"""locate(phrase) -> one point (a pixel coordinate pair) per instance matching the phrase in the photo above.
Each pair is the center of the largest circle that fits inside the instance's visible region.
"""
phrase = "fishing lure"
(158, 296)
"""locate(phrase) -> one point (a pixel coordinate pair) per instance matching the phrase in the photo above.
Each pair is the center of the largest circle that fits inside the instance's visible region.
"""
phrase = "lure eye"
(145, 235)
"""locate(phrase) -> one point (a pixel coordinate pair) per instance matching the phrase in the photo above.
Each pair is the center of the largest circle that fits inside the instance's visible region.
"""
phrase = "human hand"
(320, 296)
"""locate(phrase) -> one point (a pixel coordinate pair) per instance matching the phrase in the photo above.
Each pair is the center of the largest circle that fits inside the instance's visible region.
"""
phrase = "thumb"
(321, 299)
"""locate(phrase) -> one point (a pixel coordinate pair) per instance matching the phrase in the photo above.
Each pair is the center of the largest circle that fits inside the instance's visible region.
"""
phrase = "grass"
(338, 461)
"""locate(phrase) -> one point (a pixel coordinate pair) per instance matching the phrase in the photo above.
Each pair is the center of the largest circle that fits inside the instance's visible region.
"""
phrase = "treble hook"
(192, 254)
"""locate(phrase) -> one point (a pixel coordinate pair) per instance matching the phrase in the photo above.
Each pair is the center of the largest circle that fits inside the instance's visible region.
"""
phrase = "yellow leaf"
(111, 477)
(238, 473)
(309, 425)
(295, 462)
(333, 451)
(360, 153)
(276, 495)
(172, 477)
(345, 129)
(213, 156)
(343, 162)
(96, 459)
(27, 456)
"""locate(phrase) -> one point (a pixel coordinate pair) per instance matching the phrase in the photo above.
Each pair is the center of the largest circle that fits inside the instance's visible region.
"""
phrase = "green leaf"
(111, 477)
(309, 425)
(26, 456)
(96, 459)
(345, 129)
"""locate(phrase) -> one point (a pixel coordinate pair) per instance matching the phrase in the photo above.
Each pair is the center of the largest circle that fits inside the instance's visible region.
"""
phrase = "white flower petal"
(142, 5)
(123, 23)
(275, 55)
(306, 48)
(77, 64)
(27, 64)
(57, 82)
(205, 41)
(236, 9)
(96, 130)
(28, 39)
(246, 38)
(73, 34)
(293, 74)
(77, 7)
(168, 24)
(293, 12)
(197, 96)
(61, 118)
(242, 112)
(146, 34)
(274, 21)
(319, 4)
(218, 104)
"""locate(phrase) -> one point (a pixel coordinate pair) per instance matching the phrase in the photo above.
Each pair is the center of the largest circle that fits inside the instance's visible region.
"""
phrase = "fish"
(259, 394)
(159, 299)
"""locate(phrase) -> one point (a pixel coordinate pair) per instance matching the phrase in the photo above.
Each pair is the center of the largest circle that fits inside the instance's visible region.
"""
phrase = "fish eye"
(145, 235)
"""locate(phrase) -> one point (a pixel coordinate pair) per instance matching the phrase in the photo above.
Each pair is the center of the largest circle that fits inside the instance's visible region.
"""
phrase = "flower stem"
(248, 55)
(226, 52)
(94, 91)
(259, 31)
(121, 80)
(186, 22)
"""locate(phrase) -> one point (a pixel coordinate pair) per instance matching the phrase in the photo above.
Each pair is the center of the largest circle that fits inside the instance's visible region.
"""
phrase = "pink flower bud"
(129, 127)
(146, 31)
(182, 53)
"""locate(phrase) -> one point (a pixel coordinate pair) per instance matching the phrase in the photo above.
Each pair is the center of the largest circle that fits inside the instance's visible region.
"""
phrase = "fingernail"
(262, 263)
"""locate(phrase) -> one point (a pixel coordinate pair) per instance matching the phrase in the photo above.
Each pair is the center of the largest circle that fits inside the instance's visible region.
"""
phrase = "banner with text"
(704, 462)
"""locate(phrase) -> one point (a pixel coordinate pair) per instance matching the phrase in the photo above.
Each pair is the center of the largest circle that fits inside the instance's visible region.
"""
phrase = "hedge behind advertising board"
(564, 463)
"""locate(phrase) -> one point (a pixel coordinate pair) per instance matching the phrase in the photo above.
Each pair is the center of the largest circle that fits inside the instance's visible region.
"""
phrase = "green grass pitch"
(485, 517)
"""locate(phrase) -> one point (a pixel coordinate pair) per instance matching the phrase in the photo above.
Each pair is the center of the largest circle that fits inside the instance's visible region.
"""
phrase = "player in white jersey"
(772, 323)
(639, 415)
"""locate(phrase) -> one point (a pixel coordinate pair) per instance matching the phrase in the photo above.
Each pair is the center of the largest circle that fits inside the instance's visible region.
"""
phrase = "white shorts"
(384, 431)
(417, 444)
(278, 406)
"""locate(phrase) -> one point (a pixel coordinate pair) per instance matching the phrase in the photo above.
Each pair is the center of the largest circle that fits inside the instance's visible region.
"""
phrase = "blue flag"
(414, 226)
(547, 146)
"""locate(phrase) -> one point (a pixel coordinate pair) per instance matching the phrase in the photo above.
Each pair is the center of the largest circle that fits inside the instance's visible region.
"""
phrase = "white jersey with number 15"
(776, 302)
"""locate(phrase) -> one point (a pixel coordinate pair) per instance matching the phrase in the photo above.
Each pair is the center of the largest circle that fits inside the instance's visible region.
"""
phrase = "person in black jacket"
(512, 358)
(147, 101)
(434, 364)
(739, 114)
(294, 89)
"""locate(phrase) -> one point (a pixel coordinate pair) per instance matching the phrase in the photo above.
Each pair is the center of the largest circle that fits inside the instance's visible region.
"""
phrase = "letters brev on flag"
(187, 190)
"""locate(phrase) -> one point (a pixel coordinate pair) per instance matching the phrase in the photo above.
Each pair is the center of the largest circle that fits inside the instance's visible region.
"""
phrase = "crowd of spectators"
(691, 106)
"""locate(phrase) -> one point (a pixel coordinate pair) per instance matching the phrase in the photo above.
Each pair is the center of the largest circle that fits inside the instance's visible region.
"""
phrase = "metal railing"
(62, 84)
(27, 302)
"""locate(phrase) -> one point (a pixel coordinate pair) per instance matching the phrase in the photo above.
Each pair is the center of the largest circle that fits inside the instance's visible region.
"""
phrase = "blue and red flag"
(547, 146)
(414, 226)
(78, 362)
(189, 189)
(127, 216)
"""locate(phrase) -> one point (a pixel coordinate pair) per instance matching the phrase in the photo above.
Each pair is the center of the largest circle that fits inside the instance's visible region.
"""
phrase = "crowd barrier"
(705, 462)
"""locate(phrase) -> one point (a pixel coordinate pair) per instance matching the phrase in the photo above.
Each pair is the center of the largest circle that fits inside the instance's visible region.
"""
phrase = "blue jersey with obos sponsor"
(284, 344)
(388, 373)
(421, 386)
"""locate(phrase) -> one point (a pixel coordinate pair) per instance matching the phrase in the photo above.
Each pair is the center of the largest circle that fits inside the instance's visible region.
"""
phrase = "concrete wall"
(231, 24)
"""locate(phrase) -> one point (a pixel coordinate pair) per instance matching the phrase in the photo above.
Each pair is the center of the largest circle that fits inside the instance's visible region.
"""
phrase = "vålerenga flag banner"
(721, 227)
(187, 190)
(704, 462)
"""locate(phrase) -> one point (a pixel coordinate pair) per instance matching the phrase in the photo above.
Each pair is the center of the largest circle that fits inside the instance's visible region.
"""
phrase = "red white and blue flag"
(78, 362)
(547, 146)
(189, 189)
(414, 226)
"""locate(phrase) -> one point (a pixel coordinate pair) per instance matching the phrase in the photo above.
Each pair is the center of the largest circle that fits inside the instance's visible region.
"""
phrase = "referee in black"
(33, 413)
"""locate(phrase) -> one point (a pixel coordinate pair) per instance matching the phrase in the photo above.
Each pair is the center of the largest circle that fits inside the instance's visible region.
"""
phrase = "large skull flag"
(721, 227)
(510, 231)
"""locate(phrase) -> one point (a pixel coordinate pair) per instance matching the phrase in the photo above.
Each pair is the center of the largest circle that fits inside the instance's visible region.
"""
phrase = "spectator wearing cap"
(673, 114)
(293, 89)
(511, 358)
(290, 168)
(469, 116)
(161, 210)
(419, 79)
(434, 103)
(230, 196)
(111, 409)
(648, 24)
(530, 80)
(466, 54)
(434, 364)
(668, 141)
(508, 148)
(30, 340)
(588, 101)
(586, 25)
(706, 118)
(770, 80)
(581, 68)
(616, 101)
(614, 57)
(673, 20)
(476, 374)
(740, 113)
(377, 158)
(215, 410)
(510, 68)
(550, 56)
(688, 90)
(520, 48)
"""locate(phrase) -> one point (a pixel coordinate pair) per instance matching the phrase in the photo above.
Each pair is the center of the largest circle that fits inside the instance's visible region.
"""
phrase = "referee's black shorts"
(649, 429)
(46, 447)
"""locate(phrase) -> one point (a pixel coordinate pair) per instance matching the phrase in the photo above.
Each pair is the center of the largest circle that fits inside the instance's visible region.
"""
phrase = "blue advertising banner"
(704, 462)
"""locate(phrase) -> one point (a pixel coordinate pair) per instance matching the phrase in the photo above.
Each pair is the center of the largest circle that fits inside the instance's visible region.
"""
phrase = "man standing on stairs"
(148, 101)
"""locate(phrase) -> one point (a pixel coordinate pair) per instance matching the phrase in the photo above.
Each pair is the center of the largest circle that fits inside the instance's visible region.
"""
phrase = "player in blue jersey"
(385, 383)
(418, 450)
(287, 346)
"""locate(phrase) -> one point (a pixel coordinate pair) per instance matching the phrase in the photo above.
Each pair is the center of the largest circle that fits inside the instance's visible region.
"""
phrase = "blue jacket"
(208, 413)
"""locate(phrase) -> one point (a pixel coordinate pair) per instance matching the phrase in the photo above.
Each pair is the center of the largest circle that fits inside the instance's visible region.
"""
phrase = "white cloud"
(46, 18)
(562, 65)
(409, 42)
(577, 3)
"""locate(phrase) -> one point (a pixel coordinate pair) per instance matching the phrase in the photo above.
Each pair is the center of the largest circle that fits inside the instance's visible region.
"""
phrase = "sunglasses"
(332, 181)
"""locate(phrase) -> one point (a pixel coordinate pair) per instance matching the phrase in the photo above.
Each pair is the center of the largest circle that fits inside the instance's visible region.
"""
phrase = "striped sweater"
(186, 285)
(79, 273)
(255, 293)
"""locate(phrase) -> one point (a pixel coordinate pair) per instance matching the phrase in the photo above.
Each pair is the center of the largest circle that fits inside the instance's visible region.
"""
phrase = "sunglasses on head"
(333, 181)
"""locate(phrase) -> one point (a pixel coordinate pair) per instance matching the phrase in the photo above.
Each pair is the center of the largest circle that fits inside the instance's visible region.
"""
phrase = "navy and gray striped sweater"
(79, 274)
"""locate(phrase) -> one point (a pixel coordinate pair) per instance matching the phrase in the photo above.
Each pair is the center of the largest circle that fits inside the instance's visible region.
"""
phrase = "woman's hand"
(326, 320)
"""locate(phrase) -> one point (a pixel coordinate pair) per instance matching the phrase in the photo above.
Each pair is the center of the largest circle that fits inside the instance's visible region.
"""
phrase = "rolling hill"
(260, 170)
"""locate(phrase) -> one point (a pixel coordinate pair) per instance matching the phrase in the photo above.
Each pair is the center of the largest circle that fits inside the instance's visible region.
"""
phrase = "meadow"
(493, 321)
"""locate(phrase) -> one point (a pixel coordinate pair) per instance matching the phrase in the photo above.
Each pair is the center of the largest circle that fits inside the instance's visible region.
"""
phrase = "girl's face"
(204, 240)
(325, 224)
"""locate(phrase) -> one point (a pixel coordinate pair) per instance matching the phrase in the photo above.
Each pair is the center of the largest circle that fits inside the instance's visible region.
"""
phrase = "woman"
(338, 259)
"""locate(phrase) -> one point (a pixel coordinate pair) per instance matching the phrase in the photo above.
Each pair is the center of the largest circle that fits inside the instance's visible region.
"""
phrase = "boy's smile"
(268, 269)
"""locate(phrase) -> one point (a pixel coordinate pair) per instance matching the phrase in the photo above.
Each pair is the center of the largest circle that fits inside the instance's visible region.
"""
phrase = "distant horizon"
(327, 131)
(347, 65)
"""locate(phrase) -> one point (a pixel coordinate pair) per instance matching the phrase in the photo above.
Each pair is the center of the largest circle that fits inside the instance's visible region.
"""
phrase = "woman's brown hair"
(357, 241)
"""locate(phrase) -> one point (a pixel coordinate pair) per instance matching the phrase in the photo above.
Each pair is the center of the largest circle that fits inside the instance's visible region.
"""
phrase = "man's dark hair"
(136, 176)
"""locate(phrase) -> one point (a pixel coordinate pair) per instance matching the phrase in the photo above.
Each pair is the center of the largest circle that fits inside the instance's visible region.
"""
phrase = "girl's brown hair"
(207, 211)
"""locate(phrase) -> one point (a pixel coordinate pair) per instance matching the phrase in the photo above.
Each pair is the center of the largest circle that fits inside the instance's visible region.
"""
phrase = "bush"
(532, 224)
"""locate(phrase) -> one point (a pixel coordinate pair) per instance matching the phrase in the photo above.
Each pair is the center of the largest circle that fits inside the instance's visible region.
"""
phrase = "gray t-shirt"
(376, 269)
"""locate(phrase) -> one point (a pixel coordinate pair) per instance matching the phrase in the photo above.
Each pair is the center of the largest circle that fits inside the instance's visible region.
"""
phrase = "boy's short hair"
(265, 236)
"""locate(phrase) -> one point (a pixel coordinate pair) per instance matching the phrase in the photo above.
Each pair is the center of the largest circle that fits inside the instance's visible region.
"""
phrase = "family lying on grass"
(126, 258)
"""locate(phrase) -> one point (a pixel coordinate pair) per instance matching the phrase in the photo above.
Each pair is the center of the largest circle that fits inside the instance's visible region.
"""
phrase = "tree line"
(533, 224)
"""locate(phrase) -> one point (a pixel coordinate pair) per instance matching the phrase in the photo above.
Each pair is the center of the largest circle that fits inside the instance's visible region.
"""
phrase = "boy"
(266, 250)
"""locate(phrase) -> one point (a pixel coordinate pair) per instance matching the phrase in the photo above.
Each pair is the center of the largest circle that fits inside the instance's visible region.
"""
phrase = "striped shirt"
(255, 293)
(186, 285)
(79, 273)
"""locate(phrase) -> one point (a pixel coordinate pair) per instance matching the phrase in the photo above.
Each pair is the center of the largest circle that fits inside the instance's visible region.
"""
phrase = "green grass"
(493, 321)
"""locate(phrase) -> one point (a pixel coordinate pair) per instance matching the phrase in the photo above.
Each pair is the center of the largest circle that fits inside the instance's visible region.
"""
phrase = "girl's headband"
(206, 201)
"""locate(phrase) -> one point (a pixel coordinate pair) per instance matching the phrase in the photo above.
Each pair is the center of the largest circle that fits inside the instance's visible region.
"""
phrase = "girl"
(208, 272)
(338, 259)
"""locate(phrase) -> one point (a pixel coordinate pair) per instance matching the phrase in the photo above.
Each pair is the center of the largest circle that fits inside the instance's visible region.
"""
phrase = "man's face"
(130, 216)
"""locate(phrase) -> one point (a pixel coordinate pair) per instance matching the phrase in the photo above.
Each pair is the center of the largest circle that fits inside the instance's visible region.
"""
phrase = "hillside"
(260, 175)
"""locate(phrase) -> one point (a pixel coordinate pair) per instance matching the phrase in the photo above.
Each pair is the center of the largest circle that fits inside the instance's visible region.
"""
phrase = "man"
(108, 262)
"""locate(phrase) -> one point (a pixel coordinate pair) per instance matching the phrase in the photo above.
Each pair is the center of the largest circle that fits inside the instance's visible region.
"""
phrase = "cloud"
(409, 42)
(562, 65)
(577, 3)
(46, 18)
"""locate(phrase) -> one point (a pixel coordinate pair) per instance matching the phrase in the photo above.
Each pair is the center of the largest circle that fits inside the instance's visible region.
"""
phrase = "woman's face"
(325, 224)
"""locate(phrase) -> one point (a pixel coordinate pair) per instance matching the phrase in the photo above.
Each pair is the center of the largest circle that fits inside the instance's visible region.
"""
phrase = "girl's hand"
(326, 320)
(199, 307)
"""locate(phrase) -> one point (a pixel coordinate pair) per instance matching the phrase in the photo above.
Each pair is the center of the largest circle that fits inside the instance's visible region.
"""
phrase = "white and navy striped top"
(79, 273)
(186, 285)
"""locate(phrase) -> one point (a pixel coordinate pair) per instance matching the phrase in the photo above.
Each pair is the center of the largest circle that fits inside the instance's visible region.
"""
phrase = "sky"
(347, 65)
++++++++++
■ Goal of the exercise ■
Show every line of the records above that contains the string "grass", copied in full. Only matches with the same case count.

■ Problem solution ■
phrase = "grass"
phrase = "green grass pitch"
phrase = "family lying on grass"
phrase = "green grass"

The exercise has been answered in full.